EXCERPTED TEXT
# # # # #
Do they have medications for a 75-year-old woman who shakes really badly but doesn't have Parkinson's?

4 answers | Last updated: Nov 24, 2016
Forgiven asked...

Do they have medications for a 75-year-old woman who shakes really badly but doesn't have Parkinson's?

Expert Answers

Dr. Leslie Kernisan is the author of a popular blog and podcast at She is also a clinical instructor in the University of California, San Francisco, Division of Geriatrics.

It sounds like the person you're concerned about has some kind of tremor (the medical term for regular shaking of a body part), and someone has told you it's not Parkinson’s disease.  There are medications available to treat tremor, but to prescribe the right medication for this woman, more information about what kind of tremor she has is needed, since tremor can be associated with several different conditions. You should also know that some tremors are actually caused by medications, in which case the recommended treatment may be to reduce or remove the drug that induced this side effect.

Before you get medication to treat an older woman with tremor, I would make sure that a doctor has tried to figure out what's causing her to shake.  It's especially important to notice whether the tremor happens when the person is resting, versus standing or in action.  For instance, resting tremors are classic signs of Parkinson's disease, and even if her doctor says it's not Parkinson’s now, it still could either become Parkinson's or be associated with a disease related to Parkinson's. If Parkinson's has already been ruled out by her physician and you remain doubtful of the diagnosis, you can always seek a second opinion.

But most tremors are postural or action tremors, which means the shaking happens when a person holds out an arm, is standing, or is trying to do something like write or point a finger.  If an action tremor is investigated and no particular disease or medication is found to be the cause, then the person is usually diagnosed with what's called essential tremor. 

Essential tremor can be treated with a medication called propranolol, but this drug usually causes lower blood pressure and slower heart rate, both of which can increase the risk of falling for an older person.  Other medications sometimes used to treat essential tremor include anti-seizure drugs such as primidone and gapabentin, but these can also cause problematic side effects in the elderly.
# # # # #
(Stored data entries)
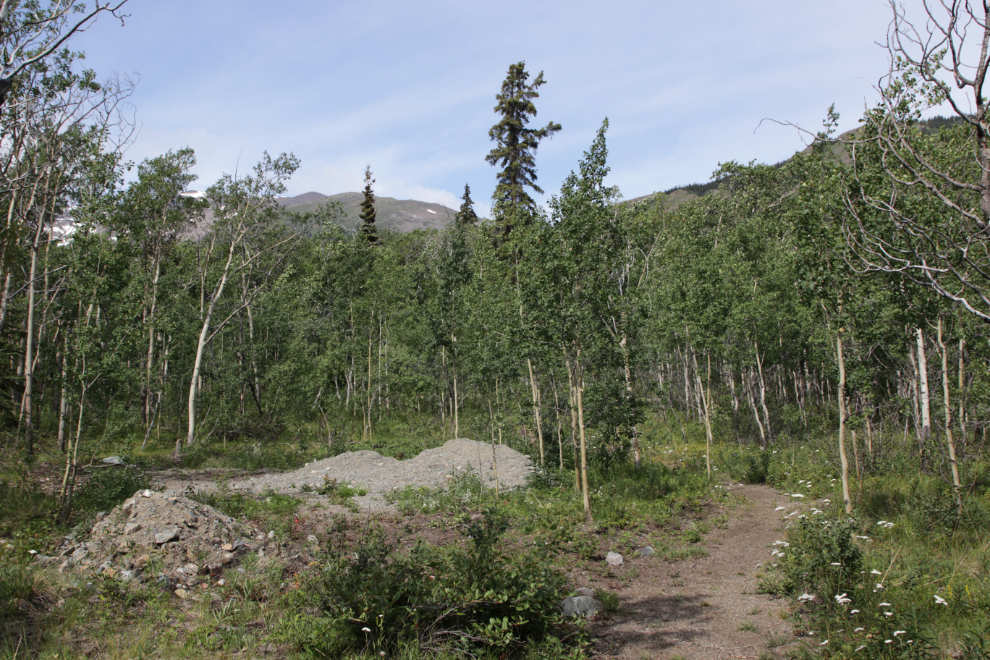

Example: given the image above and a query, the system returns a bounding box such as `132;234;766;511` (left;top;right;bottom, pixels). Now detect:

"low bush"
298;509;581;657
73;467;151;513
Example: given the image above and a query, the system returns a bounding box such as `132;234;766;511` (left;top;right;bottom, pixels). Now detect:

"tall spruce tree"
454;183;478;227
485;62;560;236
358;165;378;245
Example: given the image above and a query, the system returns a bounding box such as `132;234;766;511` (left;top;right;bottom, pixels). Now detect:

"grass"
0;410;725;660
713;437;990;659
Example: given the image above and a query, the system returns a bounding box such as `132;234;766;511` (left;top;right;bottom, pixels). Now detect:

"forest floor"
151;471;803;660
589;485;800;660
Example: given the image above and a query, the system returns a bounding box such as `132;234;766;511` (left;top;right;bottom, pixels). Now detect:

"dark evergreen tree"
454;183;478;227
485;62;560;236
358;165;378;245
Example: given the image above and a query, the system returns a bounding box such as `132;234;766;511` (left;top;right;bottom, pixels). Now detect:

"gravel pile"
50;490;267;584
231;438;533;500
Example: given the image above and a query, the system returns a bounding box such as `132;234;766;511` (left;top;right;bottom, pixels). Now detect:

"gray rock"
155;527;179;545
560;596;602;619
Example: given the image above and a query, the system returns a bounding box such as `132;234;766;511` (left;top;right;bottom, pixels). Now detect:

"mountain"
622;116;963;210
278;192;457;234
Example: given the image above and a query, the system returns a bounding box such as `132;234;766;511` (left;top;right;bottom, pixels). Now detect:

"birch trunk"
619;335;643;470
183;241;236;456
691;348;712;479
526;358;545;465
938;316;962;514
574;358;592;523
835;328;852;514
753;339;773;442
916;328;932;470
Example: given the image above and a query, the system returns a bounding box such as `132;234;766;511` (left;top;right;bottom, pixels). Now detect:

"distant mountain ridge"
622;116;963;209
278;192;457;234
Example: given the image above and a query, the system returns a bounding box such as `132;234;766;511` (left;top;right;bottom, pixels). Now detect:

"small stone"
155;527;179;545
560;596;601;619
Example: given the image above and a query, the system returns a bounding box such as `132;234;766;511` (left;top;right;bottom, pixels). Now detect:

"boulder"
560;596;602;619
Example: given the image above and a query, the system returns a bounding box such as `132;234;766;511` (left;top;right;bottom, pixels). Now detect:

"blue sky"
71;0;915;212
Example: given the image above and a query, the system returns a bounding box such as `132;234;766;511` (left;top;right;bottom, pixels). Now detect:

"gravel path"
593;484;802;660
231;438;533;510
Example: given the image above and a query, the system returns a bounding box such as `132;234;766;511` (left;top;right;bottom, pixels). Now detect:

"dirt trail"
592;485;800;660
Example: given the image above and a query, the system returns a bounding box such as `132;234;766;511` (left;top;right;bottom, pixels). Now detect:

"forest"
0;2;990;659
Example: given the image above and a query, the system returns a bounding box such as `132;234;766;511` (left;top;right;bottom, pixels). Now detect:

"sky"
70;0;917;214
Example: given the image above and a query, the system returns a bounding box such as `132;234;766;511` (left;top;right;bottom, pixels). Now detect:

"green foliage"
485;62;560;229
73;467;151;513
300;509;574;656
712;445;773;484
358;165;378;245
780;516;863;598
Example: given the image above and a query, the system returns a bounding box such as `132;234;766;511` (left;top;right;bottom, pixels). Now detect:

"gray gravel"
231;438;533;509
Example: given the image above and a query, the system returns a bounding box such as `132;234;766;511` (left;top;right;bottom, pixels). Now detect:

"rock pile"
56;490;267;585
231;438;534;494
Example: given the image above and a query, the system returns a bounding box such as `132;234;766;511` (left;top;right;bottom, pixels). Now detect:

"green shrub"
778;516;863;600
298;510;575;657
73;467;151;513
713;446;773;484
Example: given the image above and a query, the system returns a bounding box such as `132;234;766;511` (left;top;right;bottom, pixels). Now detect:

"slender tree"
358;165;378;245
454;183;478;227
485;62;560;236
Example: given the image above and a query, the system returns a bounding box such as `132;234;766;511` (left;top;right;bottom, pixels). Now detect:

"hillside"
# # # # #
PROBLEM 1
Rewrite the paragraph of the article on tremor that begins "But most tremors are postural or action tremors" more briefly, keeping its main facts.
PROBLEM 2
In the article on tremor, which medication is said to treat essential tremor but usually lowers blood pressure and slows heart rate?
PROBLEM 3
Extend the article on tremor, continuing its text after its last sentence.
The material is not needed for anything here.

RESPONSE AREA 1
Most tremors are postural or action tremors, meaning the shaking occurs when a person holds out an arm, stands, or tries to do something like write or point a finger. When an action tremor is investigated and no disease or medication is found to cause it, the diagnosis is usually essential tremor.

RESPONSE AREA 2
Propranolol.

RESPONSE AREA 3
So while there are treatments available to treat tremors, these drugs may lead to problems that are worse than shaking.  I would certainly recommend a physician's evaluation to figure out what's behind the tremor, if that hasn't been done.  One of the questions you'll want to address is how disabling or unsettling the shaking is to the woman concerned. Once these issues have been explored, you and your loved one can talk with her doctor about whether a medication to try to control the shaking might be appropriate. 

Community Answers

Nicky1 answered...

Hi - My mom just transferred from a hospital to a rehab center. She was falling down a lot and the nurse told me her blood pressure has been fluctuating and low. It's different when she sits, stands and lays down. She has Parkinsons and essential tremors. The essential tremors has run in each member of the family on my grandmother's side of the family. She just fractured a leg while falling. Her hands are bad without the medication. Should she check with her doctor re the anti-seizure drugs you discuss above - primidone and gapabentin? Do you have any other suggestions? Thank you, Nicky

Nathanael answered...

What about Huntington's Disease? Or there is another disorder that acts like Parkinson but is not. A relative on my father's side had surgery to put a wire in his brain to control the shaking and immediately the tremors stopped. They left the wire there if his tremors reappeared.

Foolintherain answered...

Does she drink a lot? No offense intended but alcohol withdrawal definitely causes the shakes in which cause a benzo like Librium, valium or ativan would be indicated. A friend of mine was an alcoholic and when he went to jail they gave him Librium obviously because he couldn't get any booze(easily anyway) in jail and acute alcohol withdrawal can be fatal.